● **GIVEN TASK**:
Please set out every line of the records below as a JSON list of strings, one string per line, and leave out the blank lines.

— begin DATA SECTION —

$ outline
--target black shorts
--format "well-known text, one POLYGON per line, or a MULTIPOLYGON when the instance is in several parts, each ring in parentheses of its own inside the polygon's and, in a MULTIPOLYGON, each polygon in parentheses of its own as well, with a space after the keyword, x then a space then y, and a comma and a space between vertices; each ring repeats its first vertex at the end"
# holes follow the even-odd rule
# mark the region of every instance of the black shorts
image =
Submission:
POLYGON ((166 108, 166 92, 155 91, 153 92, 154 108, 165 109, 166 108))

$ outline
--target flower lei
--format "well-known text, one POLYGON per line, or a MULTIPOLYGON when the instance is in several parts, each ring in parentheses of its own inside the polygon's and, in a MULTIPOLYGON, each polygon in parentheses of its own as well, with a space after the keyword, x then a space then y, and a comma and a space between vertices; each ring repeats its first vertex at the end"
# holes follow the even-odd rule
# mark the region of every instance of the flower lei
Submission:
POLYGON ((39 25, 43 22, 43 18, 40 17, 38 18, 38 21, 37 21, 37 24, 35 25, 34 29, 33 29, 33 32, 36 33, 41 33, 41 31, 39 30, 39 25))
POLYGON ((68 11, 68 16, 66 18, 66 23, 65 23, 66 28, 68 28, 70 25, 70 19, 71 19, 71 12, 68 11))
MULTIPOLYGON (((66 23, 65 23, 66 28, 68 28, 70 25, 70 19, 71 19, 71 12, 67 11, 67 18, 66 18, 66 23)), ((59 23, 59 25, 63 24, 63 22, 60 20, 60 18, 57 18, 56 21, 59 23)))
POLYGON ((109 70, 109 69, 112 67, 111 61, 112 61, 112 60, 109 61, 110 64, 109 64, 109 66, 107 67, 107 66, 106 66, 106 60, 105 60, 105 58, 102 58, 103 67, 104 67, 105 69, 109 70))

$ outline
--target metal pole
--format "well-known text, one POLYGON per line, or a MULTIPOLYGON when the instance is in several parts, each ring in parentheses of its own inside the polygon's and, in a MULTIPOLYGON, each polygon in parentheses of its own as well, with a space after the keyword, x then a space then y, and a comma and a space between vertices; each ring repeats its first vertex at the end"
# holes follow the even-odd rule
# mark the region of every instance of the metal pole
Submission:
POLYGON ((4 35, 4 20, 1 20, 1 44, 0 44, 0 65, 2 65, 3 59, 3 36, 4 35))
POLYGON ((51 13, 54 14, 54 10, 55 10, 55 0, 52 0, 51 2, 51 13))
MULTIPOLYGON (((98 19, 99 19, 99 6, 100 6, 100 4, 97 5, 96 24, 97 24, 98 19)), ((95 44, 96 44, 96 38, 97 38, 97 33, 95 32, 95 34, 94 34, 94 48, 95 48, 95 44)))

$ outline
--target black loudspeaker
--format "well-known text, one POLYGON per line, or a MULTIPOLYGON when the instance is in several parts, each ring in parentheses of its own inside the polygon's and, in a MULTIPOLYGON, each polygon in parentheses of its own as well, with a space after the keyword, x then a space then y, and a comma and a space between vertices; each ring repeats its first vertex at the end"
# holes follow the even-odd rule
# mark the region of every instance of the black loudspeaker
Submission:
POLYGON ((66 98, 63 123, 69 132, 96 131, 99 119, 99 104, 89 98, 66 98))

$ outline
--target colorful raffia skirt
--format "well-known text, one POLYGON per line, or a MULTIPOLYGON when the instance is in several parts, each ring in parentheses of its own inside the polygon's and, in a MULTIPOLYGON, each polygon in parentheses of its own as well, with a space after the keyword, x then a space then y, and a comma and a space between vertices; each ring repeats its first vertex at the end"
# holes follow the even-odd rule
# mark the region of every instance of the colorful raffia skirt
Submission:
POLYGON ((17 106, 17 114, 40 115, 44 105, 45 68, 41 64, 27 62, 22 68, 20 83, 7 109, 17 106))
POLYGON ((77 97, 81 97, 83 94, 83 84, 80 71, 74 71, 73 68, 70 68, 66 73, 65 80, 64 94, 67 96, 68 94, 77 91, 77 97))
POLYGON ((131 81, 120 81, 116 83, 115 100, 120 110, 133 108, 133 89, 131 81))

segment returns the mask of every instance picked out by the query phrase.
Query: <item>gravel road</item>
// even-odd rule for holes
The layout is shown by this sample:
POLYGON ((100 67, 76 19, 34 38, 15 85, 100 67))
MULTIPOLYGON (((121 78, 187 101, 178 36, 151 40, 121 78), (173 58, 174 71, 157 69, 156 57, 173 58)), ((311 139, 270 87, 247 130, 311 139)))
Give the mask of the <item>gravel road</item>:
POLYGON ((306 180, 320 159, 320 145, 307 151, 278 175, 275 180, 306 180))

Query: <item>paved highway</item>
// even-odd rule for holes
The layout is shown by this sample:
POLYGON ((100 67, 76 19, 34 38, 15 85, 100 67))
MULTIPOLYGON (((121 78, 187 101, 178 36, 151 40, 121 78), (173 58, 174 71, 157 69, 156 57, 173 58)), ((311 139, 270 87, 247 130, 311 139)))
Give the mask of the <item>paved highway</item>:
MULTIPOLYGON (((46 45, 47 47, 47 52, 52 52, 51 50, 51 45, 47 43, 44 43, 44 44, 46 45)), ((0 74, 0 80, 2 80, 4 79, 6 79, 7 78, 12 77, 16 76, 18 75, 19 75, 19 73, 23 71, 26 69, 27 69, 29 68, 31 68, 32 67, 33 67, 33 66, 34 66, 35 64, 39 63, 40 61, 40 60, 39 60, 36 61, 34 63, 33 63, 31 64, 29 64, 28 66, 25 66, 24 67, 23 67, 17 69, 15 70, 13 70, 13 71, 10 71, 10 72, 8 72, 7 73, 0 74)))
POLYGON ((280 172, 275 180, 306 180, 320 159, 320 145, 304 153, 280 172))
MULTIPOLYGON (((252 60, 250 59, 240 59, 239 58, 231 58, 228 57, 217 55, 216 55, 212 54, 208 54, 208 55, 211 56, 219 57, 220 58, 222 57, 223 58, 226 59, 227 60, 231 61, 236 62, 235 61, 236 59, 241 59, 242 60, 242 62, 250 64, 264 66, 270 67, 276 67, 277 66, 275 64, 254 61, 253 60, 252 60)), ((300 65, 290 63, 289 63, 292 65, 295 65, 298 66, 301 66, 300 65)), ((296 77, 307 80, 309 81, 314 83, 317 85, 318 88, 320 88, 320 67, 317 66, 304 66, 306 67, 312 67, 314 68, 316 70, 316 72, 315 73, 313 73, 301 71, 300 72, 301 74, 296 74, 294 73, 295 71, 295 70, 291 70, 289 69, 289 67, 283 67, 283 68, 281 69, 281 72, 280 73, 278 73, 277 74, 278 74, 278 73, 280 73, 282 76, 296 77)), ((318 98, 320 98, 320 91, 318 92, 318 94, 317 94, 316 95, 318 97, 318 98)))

— end DATA SECTION —

● **TASK RESPONSE**:
[
  "$ outline",
  "--target black shorts",
  "--format \"well-known text, one POLYGON per line, or a MULTIPOLYGON when the instance is in several parts, each ring in parentheses of its own inside the polygon's and, in a MULTIPOLYGON, each polygon in parentheses of its own as well, with a space after the keyword, x then a space then y, and a comma and a space between vertices; each ring repeats its first vertex at the end\"",
  "# holes follow the even-odd rule",
  "# mark the region of every instance of the black shorts",
  "image =",
  "Submission:",
  "POLYGON ((166 108, 166 92, 155 91, 153 92, 154 108, 165 109, 166 108))",
  "$ outline",
  "--target flower lei",
  "--format \"well-known text, one POLYGON per line, or a MULTIPOLYGON when the instance is in several parts, each ring in parentheses of its own inside the polygon's and, in a MULTIPOLYGON, each polygon in parentheses of its own as well, with a space after the keyword, x then a space then y, and a comma and a space between vertices; each ring repeats its first vertex at the end\"",
  "# holes follow the even-odd rule",
  "# mark the region of every instance of the flower lei",
  "Submission:",
  "POLYGON ((39 25, 43 22, 43 18, 40 17, 38 18, 38 21, 37 21, 37 24, 35 25, 34 29, 33 29, 33 32, 36 33, 41 33, 41 31, 39 30, 39 25))",
  "POLYGON ((68 11, 68 16, 66 18, 66 23, 65 23, 66 28, 68 28, 70 25, 70 19, 71 19, 71 12, 68 11))",
  "MULTIPOLYGON (((66 23, 65 23, 66 28, 68 28, 70 25, 70 19, 71 19, 71 12, 67 11, 67 18, 66 18, 66 23)), ((59 23, 59 25, 63 24, 63 22, 60 20, 60 18, 57 18, 56 21, 59 23)))",
  "POLYGON ((109 70, 109 69, 112 67, 111 61, 112 61, 112 60, 109 61, 110 64, 109 64, 109 66, 107 67, 107 66, 106 66, 106 60, 105 60, 105 58, 102 58, 103 67, 104 67, 105 69, 109 70))",
  "$ outline",
  "--target metal pole",
  "--format \"well-known text, one POLYGON per line, or a MULTIPOLYGON when the instance is in several parts, each ring in parentheses of its own inside the polygon's and, in a MULTIPOLYGON, each polygon in parentheses of its own as well, with a space after the keyword, x then a space then y, and a comma and a space between vertices; each ring repeats its first vertex at the end\"",
  "# holes follow the even-odd rule",
  "# mark the region of every instance of the metal pole",
  "Submission:",
  "POLYGON ((4 35, 4 20, 1 20, 1 44, 0 44, 0 65, 2 65, 3 59, 3 36, 4 35))",
  "POLYGON ((51 13, 54 14, 54 10, 55 10, 55 0, 52 0, 51 2, 51 13))",
  "MULTIPOLYGON (((98 19, 99 19, 99 6, 100 6, 100 4, 97 5, 96 24, 97 24, 98 19)), ((95 44, 96 44, 96 38, 97 38, 97 33, 95 32, 95 34, 94 34, 94 48, 95 48, 95 44)))",
  "$ outline",
  "--target black loudspeaker",
  "--format \"well-known text, one POLYGON per line, or a MULTIPOLYGON when the instance is in several parts, each ring in parentheses of its own inside the polygon's and, in a MULTIPOLYGON, each polygon in parentheses of its own as well, with a space after the keyword, x then a space then y, and a comma and a space between vertices; each ring repeats its first vertex at the end\"",
  "# holes follow the even-odd rule",
  "# mark the region of every instance of the black loudspeaker",
  "Submission:",
  "POLYGON ((66 98, 63 123, 69 132, 96 131, 99 119, 99 104, 89 98, 66 98))",
  "$ outline",
  "--target colorful raffia skirt",
  "--format \"well-known text, one POLYGON per line, or a MULTIPOLYGON when the instance is in several parts, each ring in parentheses of its own inside the polygon's and, in a MULTIPOLYGON, each polygon in parentheses of its own as well, with a space after the keyword, x then a space then y, and a comma and a space between vertices; each ring repeats its first vertex at the end\"",
  "# holes follow the even-odd rule",
  "# mark the region of every instance of the colorful raffia skirt",
  "Submission:",
  "POLYGON ((17 106, 17 114, 40 115, 44 105, 45 68, 41 64, 27 62, 22 68, 20 83, 7 109, 17 106))",
  "POLYGON ((77 97, 81 97, 83 94, 83 84, 80 71, 74 71, 73 68, 70 68, 66 73, 65 80, 64 94, 67 96, 68 94, 77 91, 77 97))",
  "POLYGON ((131 81, 120 81, 116 83, 115 100, 120 110, 133 108, 133 89, 131 81))",
  "segment returns the mask of every instance picked out by the query phrase.",
  "Query: <item>gravel road</item>",
  "// even-odd rule for holes",
  "The layout is shown by this sample:",
  "POLYGON ((100 67, 76 19, 34 38, 15 85, 100 67))",
  "MULTIPOLYGON (((121 78, 187 101, 178 36, 151 40, 121 78), (173 58, 174 71, 157 69, 156 57, 173 58)), ((311 139, 270 87, 247 130, 311 139)))",
  "Give the mask of the <item>gravel road</item>:",
  "POLYGON ((306 180, 320 159, 320 145, 307 151, 278 175, 275 180, 306 180))",
  "Query: <item>paved highway</item>",
  "// even-odd rule for holes",
  "The layout is shown by this sample:",
  "POLYGON ((100 67, 76 19, 34 38, 15 85, 100 67))",
  "MULTIPOLYGON (((121 78, 187 101, 178 36, 151 40, 121 78), (173 58, 174 71, 157 69, 156 57, 173 58)), ((311 139, 270 87, 247 130, 311 139)))",
  "Give the mask of the <item>paved highway</item>:",
  "MULTIPOLYGON (((46 45, 47 47, 47 52, 52 52, 51 50, 51 45, 47 43, 44 43, 44 44, 46 45)), ((0 74, 0 80, 2 80, 4 79, 6 79, 7 78, 12 77, 16 76, 18 75, 19 75, 19 73, 23 71, 26 69, 27 69, 29 68, 31 68, 32 67, 33 67, 33 66, 34 66, 35 64, 39 63, 40 61, 40 60, 39 60, 36 61, 34 63, 33 63, 31 64, 29 64, 28 66, 25 66, 24 67, 23 67, 17 69, 15 70, 13 70, 13 71, 10 71, 10 72, 8 72, 7 73, 0 74)))",
  "POLYGON ((280 172, 275 180, 306 180, 320 159, 320 145, 304 153, 280 172))",
  "MULTIPOLYGON (((252 60, 250 59, 240 59, 239 58, 231 58, 228 57, 217 55, 216 55, 212 54, 208 54, 208 55, 211 56, 219 57, 220 58, 222 57, 223 58, 226 59, 227 60, 231 61, 236 62, 235 61, 236 59, 241 59, 242 60, 242 62, 250 64, 264 66, 270 67, 276 67, 277 66, 275 64, 254 61, 253 60, 252 60)), ((300 65, 290 63, 289 63, 292 65, 295 65, 298 66, 301 66, 300 65)), ((296 77, 307 80, 309 81, 314 83, 317 85, 318 88, 320 88, 320 67, 317 66, 304 66, 306 67, 312 67, 314 68, 316 70, 316 72, 315 73, 313 73, 301 71, 300 72, 301 74, 296 74, 294 73, 295 71, 295 70, 291 70, 289 69, 289 67, 283 67, 283 68, 281 69, 281 72, 280 73, 278 73, 277 74, 278 74, 278 73, 280 73, 282 76, 296 77)), ((318 98, 320 98, 320 91, 318 92, 318 94, 317 94, 316 95, 318 97, 318 98)))"
]